Dataset excerpts:
------
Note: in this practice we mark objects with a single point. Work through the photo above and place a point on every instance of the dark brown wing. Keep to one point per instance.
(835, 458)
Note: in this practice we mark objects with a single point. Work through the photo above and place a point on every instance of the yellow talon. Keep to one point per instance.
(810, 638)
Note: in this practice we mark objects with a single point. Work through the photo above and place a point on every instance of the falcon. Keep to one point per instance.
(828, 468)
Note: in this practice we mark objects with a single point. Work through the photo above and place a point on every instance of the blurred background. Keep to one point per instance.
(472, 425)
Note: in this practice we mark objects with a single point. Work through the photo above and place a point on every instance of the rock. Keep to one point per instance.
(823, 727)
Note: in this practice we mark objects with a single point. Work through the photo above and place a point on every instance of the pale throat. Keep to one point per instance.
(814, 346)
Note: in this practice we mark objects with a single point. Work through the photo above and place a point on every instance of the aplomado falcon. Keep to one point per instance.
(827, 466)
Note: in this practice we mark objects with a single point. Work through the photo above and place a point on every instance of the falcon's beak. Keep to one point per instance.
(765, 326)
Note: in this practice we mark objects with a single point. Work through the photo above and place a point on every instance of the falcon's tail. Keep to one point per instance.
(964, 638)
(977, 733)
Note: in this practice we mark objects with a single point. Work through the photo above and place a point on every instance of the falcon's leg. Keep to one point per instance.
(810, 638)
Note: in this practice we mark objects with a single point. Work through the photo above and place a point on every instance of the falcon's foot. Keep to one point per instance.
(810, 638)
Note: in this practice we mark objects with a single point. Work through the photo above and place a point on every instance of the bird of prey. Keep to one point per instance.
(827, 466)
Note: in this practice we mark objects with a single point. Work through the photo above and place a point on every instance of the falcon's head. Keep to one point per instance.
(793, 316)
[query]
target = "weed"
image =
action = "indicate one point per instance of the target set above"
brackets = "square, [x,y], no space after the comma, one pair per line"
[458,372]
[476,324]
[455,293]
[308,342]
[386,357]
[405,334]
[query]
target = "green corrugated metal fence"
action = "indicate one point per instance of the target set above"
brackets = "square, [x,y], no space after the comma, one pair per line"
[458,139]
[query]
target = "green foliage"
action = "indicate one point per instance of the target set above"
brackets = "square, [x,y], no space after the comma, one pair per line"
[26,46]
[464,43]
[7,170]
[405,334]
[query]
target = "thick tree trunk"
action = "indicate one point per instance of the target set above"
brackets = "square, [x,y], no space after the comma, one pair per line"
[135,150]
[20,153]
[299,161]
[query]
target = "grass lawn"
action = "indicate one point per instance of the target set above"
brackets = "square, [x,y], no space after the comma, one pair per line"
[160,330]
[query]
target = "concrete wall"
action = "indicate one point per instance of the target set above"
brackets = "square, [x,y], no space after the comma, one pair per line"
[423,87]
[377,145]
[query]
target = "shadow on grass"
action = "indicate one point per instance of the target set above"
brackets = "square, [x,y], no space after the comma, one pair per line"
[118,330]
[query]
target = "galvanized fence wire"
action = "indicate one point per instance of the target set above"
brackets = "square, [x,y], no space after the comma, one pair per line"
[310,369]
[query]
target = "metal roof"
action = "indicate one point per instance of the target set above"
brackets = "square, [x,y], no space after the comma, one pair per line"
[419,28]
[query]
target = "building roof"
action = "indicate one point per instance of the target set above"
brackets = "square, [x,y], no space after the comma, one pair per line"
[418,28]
------
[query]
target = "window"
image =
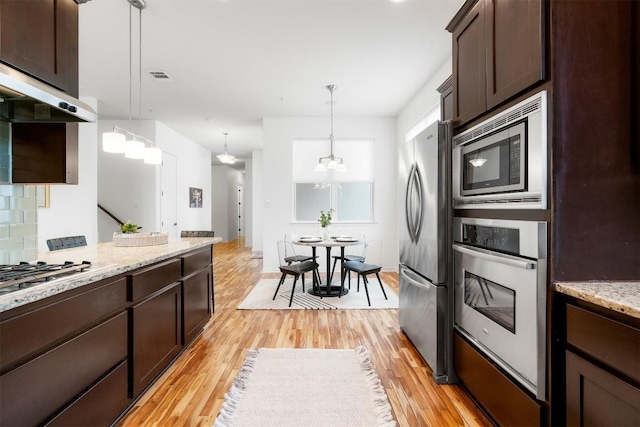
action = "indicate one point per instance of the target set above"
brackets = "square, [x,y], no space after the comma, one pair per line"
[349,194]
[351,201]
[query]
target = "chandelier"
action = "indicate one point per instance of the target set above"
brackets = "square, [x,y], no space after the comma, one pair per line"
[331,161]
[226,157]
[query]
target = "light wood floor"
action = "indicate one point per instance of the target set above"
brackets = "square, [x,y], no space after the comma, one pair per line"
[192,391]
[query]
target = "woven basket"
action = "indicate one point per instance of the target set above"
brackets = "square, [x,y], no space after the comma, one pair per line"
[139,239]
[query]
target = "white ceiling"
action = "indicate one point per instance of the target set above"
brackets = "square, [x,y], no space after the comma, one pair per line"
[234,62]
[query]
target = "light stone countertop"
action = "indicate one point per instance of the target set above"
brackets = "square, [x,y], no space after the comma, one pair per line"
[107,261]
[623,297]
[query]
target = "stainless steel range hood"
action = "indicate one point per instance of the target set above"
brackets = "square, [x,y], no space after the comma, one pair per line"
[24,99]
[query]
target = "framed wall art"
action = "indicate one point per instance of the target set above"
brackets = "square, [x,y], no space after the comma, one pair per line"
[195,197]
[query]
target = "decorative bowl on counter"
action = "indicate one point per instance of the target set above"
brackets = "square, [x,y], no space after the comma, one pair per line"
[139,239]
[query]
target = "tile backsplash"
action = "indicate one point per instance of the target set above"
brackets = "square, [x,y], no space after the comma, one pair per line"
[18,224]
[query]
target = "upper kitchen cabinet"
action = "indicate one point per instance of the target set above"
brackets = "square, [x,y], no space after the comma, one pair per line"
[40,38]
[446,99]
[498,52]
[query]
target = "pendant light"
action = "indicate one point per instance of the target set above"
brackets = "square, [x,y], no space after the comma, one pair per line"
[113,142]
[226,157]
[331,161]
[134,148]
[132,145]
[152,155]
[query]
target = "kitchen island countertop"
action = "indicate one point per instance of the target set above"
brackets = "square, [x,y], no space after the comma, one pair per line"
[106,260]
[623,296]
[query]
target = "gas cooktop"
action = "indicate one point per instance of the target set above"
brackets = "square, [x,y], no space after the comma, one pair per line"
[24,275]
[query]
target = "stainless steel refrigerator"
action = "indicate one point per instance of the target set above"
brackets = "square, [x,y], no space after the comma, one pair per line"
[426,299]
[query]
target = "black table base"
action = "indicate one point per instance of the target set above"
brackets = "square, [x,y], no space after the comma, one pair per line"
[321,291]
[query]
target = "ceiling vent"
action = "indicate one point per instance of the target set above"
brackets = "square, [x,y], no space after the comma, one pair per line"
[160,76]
------
Problem description
Go through the entries and report every line with the string "light".

Problem solution
target = "light wood floor"
target = "light stone countertop"
target = "pendant light"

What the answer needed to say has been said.